--- WORK TO BE COMPLETED ---
Pull out every line in the listing below that contains the string "wall", treating uppercase and lowercase as different.

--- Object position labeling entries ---

↓

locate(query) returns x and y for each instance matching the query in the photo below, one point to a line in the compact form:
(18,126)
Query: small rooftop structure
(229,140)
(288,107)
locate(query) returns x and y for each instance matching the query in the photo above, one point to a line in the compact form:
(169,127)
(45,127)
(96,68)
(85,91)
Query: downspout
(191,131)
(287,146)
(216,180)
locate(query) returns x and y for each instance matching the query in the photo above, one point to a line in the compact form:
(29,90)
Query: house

↑
↓

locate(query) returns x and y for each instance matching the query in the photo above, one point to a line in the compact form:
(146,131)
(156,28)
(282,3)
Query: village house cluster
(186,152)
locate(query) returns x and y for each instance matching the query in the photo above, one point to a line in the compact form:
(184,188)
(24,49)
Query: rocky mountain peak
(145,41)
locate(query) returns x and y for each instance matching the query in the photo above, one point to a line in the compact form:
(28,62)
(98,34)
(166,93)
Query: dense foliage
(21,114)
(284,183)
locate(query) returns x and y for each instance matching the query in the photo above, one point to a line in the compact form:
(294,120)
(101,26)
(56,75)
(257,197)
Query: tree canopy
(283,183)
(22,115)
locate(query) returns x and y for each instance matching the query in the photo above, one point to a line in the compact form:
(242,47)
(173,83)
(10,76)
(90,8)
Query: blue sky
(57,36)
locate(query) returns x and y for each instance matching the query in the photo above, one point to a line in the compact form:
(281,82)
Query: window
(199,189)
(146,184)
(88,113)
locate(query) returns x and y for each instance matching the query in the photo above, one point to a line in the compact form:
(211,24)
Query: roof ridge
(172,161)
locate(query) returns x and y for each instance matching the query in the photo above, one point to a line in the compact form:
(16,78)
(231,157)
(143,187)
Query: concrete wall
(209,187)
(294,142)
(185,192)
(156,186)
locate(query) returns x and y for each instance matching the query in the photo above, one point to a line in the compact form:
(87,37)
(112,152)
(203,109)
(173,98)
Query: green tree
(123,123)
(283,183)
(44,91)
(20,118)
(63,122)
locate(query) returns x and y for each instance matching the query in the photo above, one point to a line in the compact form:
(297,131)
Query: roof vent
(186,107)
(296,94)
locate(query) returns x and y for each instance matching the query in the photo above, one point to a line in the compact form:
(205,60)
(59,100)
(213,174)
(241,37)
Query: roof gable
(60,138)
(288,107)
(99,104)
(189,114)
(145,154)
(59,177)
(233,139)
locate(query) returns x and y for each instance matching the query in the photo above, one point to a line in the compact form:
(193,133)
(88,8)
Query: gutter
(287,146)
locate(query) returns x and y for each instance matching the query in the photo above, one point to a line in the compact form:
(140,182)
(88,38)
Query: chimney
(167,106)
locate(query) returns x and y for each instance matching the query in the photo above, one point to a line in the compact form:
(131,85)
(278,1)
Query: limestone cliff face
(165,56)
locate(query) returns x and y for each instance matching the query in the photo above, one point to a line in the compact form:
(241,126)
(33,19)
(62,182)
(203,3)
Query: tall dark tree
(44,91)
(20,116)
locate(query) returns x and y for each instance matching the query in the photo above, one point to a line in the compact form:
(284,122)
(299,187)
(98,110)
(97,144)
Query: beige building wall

↑

--- SOLVED EXERCISE ---
Query: concrete wall
Query: beige building wall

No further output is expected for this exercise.